• **EXTRACT PROVIDED**
☆ ☆ ☆ ☆ ☆ ☆ ☆

Only time will tell whether Moyers can achieve such broad cultural goals, or whether Genesis will simply enjoy its “15 minutes of fame” alongside such heroes of syncretism as Joseph Campbell and Huston Smith.

Douglas Groothuis, for one, has low expectations for Moyers’s project. “American culture is developing an uncanny ability to trivialize the paramount and turn matters of eternal verity into trends. The Genesis craze will probably follow that pattern overall,” he says. Nevertheless, “some people may begin to read the text with the intent of discerning its objective meaning. If so, they may hear the voice of God speak.”

“The discussion of Genesis has been a long-lasting phenomenon, as evidenced by, for better or for worse, the impact of the creation science movement in our culture,” Moshier states. “Perhaps the positive impact of the Moyers programs will be an awareness within and beyond the church that Genesis is about more important things than how old the earth is and how Noah might have fit dinosaurs on the ark. It is a substantial document that reflects divine wisdom about God, humanity, and nature.”

Michael J. Behe, associate professor of biochemistry at Lehigh University and author of the recent book, Darwin’s Black Box, believes the text of Genesis withstands easy distortion. “Certainly there is the danger that people could be misled, by those who call themselves Christians, as well as by non-Christians,” Behe says. “Still, the orthodox understanding of the Bible has had to contend with heterodoxy for thousands of years, and it has always survived and prospered. Given a chance to explain itself, the orthodox Christian understanding of Genesis will continue to attract large numbers of people to itself.”

☆ ☆ ☆ ☆ ☆ ☆ ☆

• **GIVEN ENTRIES**
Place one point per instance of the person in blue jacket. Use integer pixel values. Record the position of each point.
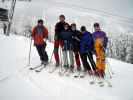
(86, 49)
(67, 47)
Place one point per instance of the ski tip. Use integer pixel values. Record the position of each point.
(92, 82)
(31, 68)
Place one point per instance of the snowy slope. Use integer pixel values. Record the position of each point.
(83, 13)
(18, 83)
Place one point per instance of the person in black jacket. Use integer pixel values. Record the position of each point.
(59, 27)
(66, 37)
(86, 48)
(77, 35)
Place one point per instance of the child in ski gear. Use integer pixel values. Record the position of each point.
(39, 33)
(59, 27)
(86, 48)
(66, 37)
(100, 43)
(76, 44)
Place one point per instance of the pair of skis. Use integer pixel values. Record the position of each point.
(38, 68)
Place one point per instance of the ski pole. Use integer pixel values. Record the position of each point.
(30, 52)
(51, 57)
(108, 65)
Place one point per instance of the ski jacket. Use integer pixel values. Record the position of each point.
(66, 37)
(102, 36)
(77, 35)
(86, 43)
(59, 27)
(38, 34)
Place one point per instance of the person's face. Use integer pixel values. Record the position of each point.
(73, 28)
(97, 28)
(40, 24)
(62, 19)
(66, 27)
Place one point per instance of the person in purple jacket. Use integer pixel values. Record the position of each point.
(100, 45)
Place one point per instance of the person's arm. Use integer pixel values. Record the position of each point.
(33, 32)
(45, 34)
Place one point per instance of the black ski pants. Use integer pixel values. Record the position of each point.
(85, 62)
(42, 52)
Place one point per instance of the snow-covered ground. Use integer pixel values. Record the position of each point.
(18, 83)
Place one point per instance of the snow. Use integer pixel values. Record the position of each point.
(18, 83)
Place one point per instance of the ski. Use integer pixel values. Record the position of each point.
(53, 70)
(33, 68)
(77, 75)
(62, 73)
(41, 68)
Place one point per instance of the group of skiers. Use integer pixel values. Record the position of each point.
(74, 44)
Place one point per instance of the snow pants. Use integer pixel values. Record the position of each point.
(85, 62)
(42, 52)
(57, 43)
(100, 55)
(77, 59)
(68, 60)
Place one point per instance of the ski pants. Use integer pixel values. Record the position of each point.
(57, 43)
(85, 62)
(100, 55)
(68, 58)
(42, 52)
(77, 58)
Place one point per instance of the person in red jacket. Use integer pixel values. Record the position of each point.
(59, 27)
(39, 33)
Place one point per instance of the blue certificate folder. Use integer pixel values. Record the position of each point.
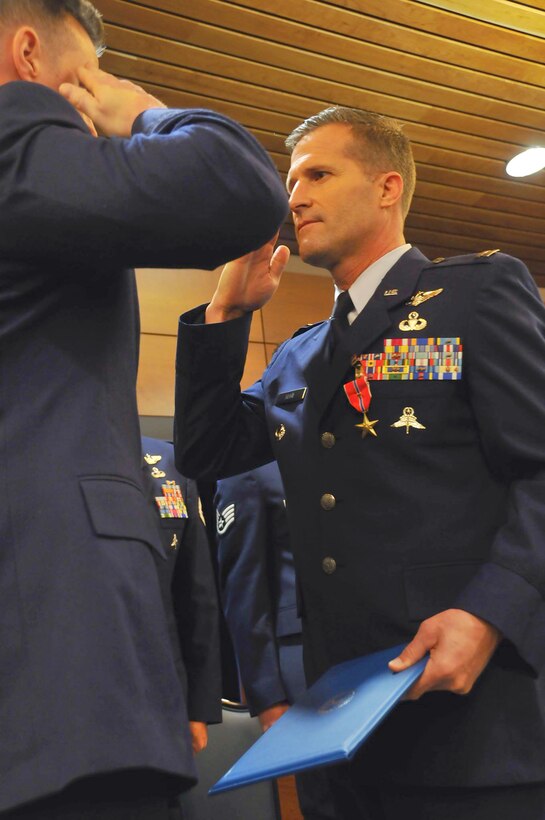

☆ ☆ ☆ ☆ ☆ ☆ ☆

• **TASK DESCRIPTION**
In the passage on Moyers's Genesis project, what academic position does Michael J. Behe hold?

• **ANSWER TO THIS PROBLEM**
He is an associate professor of biochemistry at Lehigh University.